### Aim of the task:
Print back every record below, exactly as it stands.

### Exercise data:
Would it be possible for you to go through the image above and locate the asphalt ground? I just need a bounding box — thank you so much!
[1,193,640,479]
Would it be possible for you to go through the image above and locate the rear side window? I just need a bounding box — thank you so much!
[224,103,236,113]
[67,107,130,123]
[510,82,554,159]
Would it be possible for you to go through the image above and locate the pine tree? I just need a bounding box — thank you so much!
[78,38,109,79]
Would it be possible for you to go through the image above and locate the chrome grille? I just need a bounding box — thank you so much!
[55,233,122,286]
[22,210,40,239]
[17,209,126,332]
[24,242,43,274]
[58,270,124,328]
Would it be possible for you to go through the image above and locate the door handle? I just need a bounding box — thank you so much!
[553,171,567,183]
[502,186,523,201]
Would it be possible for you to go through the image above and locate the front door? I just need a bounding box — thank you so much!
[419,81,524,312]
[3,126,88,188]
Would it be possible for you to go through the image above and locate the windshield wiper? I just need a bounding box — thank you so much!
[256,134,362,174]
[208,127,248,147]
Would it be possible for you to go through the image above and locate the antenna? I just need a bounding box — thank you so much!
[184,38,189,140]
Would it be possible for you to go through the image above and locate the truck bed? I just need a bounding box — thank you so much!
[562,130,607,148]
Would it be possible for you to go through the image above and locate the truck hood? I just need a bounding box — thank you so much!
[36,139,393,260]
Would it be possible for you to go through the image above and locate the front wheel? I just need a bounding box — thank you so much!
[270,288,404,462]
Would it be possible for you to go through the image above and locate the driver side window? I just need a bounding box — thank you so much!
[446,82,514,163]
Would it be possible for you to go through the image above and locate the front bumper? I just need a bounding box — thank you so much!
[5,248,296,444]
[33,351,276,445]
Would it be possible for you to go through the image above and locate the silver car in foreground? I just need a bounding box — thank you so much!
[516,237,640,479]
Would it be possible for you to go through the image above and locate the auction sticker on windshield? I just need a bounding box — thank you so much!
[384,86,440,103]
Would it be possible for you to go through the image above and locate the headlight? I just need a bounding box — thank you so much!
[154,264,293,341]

### Answer section:
Would it be possible for you to go through the image above and locate the asphalt ground? I just need a bounding box — thank you so much!
[1,193,640,479]
Would it be possible for you to go through the image above and locate the rear side window? I just need a bounding box — thank you so much!
[224,103,236,113]
[67,107,130,123]
[510,82,554,159]
Would it be possible for you to go through the image above and locate the pine tree? I just need a bounding box — thank you so much!
[78,38,109,79]
Would it be possible for you to go through the image above and locate the chrome grille? I just need a bounding box — thank you so much!
[55,233,122,286]
[22,210,40,239]
[17,209,126,332]
[24,242,43,274]
[58,270,124,328]
Would it be possible for you to go through the image above and locate the door handle? I just need a bounding box — thank you so much!
[553,171,567,183]
[502,186,523,201]
Would it be possible for you to go through the image above and locate the front door? I just need a bounding box — thank you so much!
[419,81,524,312]
[3,126,88,188]
Would it be possible for you to go through the image above and locate the windshield wiper? I just need a bounding box — thank you so much!
[256,134,362,174]
[208,127,248,147]
Would it be possible for you to go through the image above and locate the antenna? I just need a bounding box — thank you so much!
[184,38,189,140]
Would it be possible for you to go through the image above and locate the truck bed? I just need a bounding box — thank you so much!
[562,130,607,148]
Would it be possible for you to go through the image above and locate the truck hood? I just need a bounding box — thank you so much!
[36,139,393,260]
Would it be possible for you to go through the image above and locate the front wheel? I just need a bounding box — thank you so much!
[270,288,404,462]
Would it be possible for you to go through the image above and locate the driver side window? I just need a bounding box — thank you so much!
[446,82,514,163]
Would it be possible for you to go through the image above and locate the front bumper? I just need a bounding box — thank you so much!
[5,248,296,444]
[33,351,276,445]
Would it be possible for you to go through the image above and locate the silver car in foreground? I just need a bounding box — thank you so much!
[516,237,640,479]
Would it be possible for you to go through the image above and locate the auction sticker on windshield? I just need a bounding box — thank you so much!
[384,86,440,103]
Would it be possible for you to go through the image above and locate the headlight? I just need a bounding box — thank you so much!
[154,264,293,341]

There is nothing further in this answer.